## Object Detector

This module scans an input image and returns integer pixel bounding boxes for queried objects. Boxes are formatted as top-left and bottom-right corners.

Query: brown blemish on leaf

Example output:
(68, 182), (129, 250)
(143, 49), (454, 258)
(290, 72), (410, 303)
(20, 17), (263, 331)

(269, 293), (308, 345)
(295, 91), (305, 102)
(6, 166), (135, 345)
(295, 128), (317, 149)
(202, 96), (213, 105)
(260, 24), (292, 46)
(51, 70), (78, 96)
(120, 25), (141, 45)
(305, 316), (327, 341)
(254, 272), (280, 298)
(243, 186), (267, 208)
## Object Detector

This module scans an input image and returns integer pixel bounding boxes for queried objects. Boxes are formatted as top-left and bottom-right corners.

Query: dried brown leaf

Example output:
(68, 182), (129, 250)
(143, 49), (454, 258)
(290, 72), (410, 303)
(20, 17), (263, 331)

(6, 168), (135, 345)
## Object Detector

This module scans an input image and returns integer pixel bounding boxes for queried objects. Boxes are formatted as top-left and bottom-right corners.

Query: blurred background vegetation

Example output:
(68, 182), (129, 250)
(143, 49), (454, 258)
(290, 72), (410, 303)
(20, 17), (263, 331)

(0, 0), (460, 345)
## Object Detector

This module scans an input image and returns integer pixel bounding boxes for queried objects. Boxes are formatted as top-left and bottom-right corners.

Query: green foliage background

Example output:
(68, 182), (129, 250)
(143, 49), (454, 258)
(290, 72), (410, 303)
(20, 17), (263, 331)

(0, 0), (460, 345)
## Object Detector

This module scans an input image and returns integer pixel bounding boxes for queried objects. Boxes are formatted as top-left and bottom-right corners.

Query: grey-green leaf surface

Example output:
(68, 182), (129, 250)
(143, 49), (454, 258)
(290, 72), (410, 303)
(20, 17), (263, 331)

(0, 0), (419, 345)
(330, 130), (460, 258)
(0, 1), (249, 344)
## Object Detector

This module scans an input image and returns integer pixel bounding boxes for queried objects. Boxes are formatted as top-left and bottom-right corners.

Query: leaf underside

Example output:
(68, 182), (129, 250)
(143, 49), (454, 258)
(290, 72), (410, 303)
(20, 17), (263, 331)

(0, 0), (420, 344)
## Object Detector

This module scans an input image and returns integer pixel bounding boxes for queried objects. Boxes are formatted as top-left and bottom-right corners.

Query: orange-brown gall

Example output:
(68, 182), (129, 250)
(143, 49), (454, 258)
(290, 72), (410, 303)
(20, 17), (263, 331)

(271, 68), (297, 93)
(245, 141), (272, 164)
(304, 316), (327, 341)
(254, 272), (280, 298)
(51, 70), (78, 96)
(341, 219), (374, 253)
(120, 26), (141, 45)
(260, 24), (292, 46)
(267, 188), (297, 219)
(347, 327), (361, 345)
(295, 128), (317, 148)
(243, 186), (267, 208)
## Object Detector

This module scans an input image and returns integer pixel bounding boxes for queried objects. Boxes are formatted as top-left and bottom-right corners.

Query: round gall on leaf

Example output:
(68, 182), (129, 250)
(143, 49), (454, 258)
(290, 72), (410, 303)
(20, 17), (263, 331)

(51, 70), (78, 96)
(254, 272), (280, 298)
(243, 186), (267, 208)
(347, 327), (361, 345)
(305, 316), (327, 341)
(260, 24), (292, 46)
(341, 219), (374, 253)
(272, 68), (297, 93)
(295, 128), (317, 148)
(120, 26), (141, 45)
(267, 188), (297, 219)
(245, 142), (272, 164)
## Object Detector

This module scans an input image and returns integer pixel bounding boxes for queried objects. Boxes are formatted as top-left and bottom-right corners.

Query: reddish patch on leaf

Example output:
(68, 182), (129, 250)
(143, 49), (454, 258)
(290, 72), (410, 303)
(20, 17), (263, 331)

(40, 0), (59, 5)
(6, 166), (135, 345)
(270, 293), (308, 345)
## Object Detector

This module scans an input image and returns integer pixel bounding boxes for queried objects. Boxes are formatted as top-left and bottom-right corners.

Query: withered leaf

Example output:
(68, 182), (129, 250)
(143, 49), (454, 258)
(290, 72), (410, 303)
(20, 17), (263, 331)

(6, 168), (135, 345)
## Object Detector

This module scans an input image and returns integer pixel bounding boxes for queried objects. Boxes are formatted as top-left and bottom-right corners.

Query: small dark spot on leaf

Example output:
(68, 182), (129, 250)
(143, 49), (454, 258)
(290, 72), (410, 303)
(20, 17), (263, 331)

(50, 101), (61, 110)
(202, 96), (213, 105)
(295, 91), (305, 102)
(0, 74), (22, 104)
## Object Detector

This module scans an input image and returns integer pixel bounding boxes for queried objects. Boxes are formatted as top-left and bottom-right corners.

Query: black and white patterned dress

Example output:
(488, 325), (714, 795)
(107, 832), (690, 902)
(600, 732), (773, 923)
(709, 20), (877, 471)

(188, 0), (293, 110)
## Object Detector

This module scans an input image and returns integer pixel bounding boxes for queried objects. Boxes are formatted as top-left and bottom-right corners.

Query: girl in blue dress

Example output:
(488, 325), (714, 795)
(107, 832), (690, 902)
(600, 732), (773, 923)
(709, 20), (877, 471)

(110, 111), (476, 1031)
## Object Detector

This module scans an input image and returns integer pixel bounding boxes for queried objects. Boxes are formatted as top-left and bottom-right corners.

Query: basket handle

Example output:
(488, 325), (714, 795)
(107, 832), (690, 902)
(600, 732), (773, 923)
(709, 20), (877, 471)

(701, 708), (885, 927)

***

The task: Report the number of lines in the records above that contain the word "green". Give only the number.

Exercise answer: 2